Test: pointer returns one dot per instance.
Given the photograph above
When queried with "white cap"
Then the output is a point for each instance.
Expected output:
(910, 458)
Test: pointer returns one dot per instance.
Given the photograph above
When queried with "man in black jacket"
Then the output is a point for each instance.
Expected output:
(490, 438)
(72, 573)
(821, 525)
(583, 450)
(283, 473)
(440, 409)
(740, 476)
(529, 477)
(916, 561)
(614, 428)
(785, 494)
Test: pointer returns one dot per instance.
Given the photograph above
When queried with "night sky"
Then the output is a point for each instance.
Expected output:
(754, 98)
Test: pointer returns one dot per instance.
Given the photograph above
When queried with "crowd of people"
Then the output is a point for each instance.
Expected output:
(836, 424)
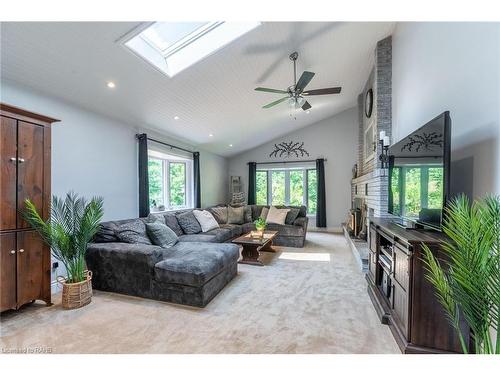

● ● ● ● ● ● ●

=== TO DO ===
Return all of the entries above verbatim, line for line, and leave out the pictures.

=== ANSWER ===
Test: pointer returns one dot per instance.
Given the photograph above
When queried with "white cap"
Then the output is a point for each instance.
Expected output:
(910, 458)
Test: pointer returns one dot per instance.
Given the photograph above
When queried with "man in black jacket"
Then the output is a point for each instance.
Expected output:
(490, 438)
(72, 573)
(821, 525)
(583, 450)
(283, 473)
(440, 409)
(740, 476)
(529, 477)
(916, 561)
(614, 428)
(785, 494)
Test: pointer returns one dot per instance.
Given the photograph above
When queried with "night sky"
Then the output is a point for each instance.
Expected output:
(754, 98)
Test: pointer returns one dot per instance.
Given the photograph above
When queried with "crowd of people"
Then the output is a point for each instance.
Expected output:
(836, 424)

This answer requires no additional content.